### Written task
Reproduce all of the material below word for word, omitting the pictures from your copy.

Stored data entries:
+ + + + + + +

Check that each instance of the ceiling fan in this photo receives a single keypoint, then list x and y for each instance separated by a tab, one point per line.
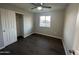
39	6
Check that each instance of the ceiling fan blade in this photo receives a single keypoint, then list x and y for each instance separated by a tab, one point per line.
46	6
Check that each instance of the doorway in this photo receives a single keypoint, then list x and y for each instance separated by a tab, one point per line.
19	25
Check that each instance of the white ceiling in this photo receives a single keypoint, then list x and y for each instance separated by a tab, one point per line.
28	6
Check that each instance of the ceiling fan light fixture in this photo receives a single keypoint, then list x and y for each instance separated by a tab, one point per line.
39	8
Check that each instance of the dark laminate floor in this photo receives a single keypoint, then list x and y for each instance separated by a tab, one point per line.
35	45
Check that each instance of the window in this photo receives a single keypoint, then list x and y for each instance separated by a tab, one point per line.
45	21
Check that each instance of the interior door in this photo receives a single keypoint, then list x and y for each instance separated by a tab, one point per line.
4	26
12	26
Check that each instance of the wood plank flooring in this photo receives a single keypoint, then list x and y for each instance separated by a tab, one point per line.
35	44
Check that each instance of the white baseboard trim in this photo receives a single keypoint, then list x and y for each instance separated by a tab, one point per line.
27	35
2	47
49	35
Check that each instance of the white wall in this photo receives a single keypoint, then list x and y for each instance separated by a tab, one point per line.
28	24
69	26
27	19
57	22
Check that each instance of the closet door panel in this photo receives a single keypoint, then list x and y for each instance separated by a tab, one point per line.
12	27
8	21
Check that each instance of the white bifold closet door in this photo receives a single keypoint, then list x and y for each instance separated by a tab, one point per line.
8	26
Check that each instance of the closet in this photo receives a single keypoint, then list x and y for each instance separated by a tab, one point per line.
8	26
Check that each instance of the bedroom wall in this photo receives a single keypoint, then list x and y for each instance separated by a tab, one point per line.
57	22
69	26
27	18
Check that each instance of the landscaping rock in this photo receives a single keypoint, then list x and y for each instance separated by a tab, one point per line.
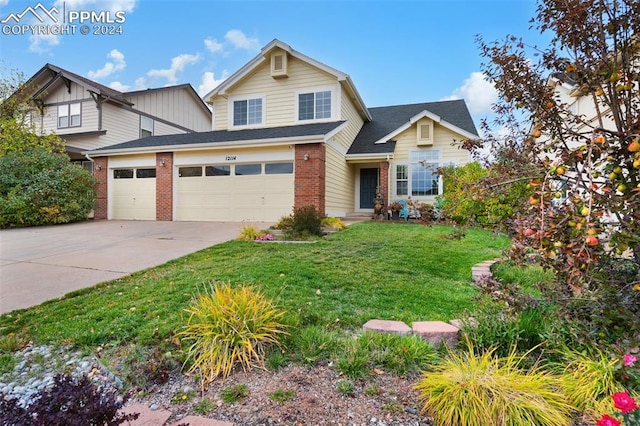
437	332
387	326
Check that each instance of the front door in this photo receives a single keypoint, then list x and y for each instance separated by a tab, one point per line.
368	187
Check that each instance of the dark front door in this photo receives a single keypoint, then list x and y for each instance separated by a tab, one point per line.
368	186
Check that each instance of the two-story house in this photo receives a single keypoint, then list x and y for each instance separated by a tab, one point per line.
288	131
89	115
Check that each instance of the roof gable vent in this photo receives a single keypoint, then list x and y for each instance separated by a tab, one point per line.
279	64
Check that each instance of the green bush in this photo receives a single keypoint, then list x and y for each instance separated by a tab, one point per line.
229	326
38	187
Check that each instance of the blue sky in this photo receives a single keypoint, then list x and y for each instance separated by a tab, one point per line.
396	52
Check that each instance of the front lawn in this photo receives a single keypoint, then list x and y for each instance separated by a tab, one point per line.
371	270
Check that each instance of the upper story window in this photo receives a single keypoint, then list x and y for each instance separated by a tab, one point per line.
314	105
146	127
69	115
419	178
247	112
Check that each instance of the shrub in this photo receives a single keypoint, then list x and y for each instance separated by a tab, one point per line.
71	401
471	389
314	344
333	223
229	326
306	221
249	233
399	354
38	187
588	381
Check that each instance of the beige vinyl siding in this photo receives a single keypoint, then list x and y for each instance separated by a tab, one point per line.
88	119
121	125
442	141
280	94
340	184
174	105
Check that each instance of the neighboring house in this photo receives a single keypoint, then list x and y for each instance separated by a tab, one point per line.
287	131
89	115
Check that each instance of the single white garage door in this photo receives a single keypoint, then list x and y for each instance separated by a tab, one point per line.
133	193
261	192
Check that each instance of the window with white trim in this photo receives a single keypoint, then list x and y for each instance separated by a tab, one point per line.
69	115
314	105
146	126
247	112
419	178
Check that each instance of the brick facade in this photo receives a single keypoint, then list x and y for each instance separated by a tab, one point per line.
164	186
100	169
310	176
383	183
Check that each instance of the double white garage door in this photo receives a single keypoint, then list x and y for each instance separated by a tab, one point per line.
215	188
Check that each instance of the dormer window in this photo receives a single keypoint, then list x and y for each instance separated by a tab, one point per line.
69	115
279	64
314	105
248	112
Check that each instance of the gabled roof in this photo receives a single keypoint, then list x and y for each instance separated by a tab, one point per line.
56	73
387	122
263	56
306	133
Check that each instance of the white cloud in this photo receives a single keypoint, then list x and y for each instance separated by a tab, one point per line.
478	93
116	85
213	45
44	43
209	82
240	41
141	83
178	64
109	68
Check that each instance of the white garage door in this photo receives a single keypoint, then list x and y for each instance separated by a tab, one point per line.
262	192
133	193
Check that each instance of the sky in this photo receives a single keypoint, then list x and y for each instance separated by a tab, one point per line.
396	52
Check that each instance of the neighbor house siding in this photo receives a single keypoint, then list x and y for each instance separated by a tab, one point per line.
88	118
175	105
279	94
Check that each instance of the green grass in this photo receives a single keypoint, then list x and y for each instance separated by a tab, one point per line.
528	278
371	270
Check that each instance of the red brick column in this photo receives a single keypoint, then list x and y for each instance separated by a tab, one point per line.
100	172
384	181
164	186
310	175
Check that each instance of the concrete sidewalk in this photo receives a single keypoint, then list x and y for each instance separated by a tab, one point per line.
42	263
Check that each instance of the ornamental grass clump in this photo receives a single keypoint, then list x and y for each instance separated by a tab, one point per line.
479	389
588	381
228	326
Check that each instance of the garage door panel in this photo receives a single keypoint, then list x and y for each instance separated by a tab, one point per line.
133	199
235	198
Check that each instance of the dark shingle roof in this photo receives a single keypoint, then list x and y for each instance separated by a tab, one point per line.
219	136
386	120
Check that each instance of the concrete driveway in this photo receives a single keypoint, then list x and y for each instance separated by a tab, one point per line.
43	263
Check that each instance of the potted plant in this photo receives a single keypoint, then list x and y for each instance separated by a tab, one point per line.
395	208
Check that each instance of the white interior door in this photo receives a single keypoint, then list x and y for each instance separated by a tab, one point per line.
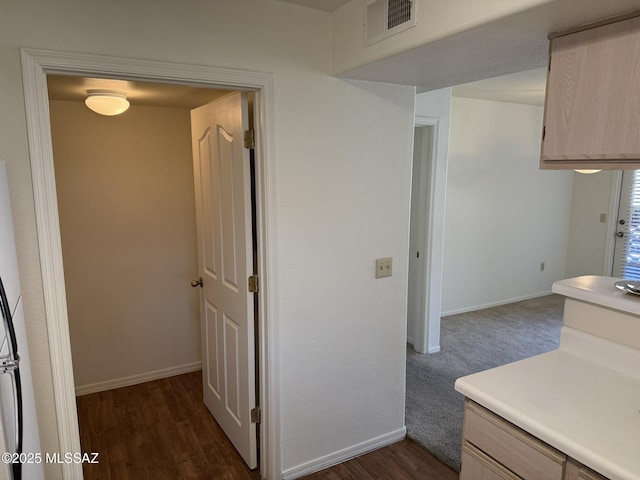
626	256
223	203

+ + + + + + +

### Task response
Check that each instance of the ceiling fan in this photo receives a single keypoint, then list x and y for each instance separated by a tab, one point per line.
39	6
Check that each instance of the ceiling fan blade in this photo receives a single keypoint, then list x and y for each instance separated by a tab, one point per line.
46	6
Check that each instance of the doorway in this photo receives a single keypoint, then list x and y for each instance separated by a tab, one point per line.
19	25
Check that each instance of the white ceiling in this photo receives a single keypoint, then list x and y for each instance separated by a tab, one point per line.
28	6
Check that each instance of the ceiling fan light fixture in this photo receives a single keypoint, then list x and y for each instance separated by a tab, one point per line.
39	8
Check that each instance of the dark laminate floor in this photo receives a single keypoint, then list x and y for each instance separated by a tab, one point per line.
35	45
Check that each instance of the window in this photo receives a single keypoint, then list x and y for each instance separated by a tab, one point per line.
45	21
Check that each instance of the interior door in this photo receives a single keypoint, then list x and y for each instance separated by a tab, one point per line.
4	26
12	26
Check that each instance of the wood plank flooring in this photo receives a single keypoint, then list x and y for each instance separated by a tab, one point per line.
35	44
Check that each instance of the white baseboard trim in this photo receives a single keypoint, then list x and y for each instance separated by a tab, one point per line.
27	35
2	47
49	35
Check that each instance of the white wall in this photo receives a single keypoint, then list x and y for each instance separated by a tab, one point per line.
28	24
69	26
27	19
57	22
Check that each instance of the closet door panel in this photo receives a single keypoint, then list x and y for each instance separated by a tab, one point per line.
12	27
8	21
Check that each instance of the white bifold closet door in this photo receives a single keypoint, then list x and y for each instance separated by a tab, one point per line.
8	26
Check that each instance of the closet in this photo receives a single keypoint, then list x and y for each instance separated by a tab, one point per line.
8	26
Check that each instance of the bedroom wall in this photo receives a single keypoint, then list x and y for each instance separated by a tab, one point per line.
57	22
69	26
27	18
Check that each instance of the landscaping rock in this photo receives a single keypoint, then list x and y for each instance separated by a tab, one point per line.
437	332
387	326
Check that each instance of the front door in this photo receives a single keypoint, then list x and y for each instance separated by a tab, one point per line.
368	187
Check that each instance of the dark front door in this photo receives a single keypoint, then list x and y for each instance separated by a tab, one point per line.
368	186
Check that each instance of the two-story house in this photo receives a single keypoint, then list x and y for each instance separated by a tab, one point per line.
288	131
89	115
Check that each instance of the roof gable vent in this photo receives a single keypoint, then list x and y for each instance separated by a tab, one point per line.
279	64
Check that each instance of the green bush in this photo receives a single keypoint, then list x and y for each instance separated by a tab, one point per line.
229	326
38	187
Check that each instance of the blue sky in this photo receives a single keypoint, then list x and y for each instance separated by a tab, one point per line.
396	52
Check that each instance of the front lawn in this photo receives a single keypoint, then list x and y for each instance separated by a tab, one point per line.
371	270
Check that each instance of the upper story window in this photo receives a single keypoint, then list x and y for each instance separated by a tab, one point per line.
314	105
146	127
69	115
419	178
247	112
Check that each instance of the shrub in this photo receives a single keypoint, then list x and y for each instance separated by a tab, one point per line.
71	401
471	389
314	344
333	223
229	326
306	221
249	233
399	354
38	187
588	381
Check that each instance of the beige vinyl siding in this photo receives a single keypoint, then list x and y for each instance separated by a tab, one point per line.
88	119
121	125
442	141
280	94
340	184
174	105
Check that each instance of the neighboring house in this photo receives a single keypoint, then list x and y for each instance separated by a tab, one point per line.
287	131
89	115
Check that each instance of the single white garage door in this photo receives a single keypoint, then list x and y for each instance separated by a tab, one point per line.
133	193
261	192
Check that each instance of the window with white trim in this photo receives a single keypoint, then list x and y for each instance separated by a tab, one point per line.
69	115
314	105
146	126
247	112
419	178
Check that each instance of the brick facade in this photo receives a single keypoint, then list x and y for each instance separated by a tab, one point per line.
164	186
100	169
310	176
383	183
Check that each instance of the double white garage door in this photo receives a single keypoint, then list x and y for each instance separated by a tab, one point per line.
215	188
Check that each instance of the dormer window in this photo receives a single keypoint, then list x and y for each instance separated by a tab, one point per line.
69	115
279	64
314	105
248	112
Check that each instance of the gabled roof in this photo receives a single keypoint, then list x and y for each instance separated by a tab, one point per line.
56	73
387	122
263	56
306	133
Check that each instance of the white cloud in this photo receives a single keypoint, then list x and y for each instance separated by a tab, one point per line.
478	93
116	85
213	45
44	43
209	82
240	41
141	83
178	64
109	68
Check that each instance of the white garage door in this photo receives a single keypoint, then list x and y for each instance separated by a tab, one point per line.
262	192
133	193
Check that each instance of the sky in this photo receives a single keypoint, then list x and y for each instance separated by a tab, one point per line.
396	52
Check that each instance of the neighbor house siding in this photo receives a single keypoint, then list x and y for each instance separated by a tab, one point per line.
88	118
175	105
279	94
Check that each instance of the green grass in this photo receives a single keypoint, then list x and y for each instance separated by a tab, one point per line.
528	278
371	270
Check that each instance of the red brick column in this photo receives a single keypoint, then list x and y for each instance separated by a tab, one point per line.
100	172
384	181
164	186
310	175
Check that each instance of the concrete sidewalk in this photo receives a single keypoint, then list x and y for each instance separated by a tab, one point per line.
42	263
Check that each instance of the ornamental grass clump in this photo receives a single keypoint, then list x and y for each instance separated by a tab, one point per line.
479	389
588	381
228	326
Check that each instance of the garage door panel in this photo receives a single keypoint, then list x and y for each instance separated by a tab, one point per line.
133	199
235	198
Check that each instance of the dark shingle roof in this photo receives a single keypoint, then list x and y for each instance separated by a tab, one point per line.
219	136
386	120
Check that each instance of the concrete driveway in this photo receives a single keypoint, then list x and y for each instance separated by a tab, one point per line.
43	263
Check that each instance of the potted plant in this photo receives a single keypoint, then list x and y for each instance separated by a tab, one point per line.
395	208
Check that each instance of the white interior door in this photo receives a single keypoint, then list x and y for each instance separated by a tab, one point per line.
626	256
223	203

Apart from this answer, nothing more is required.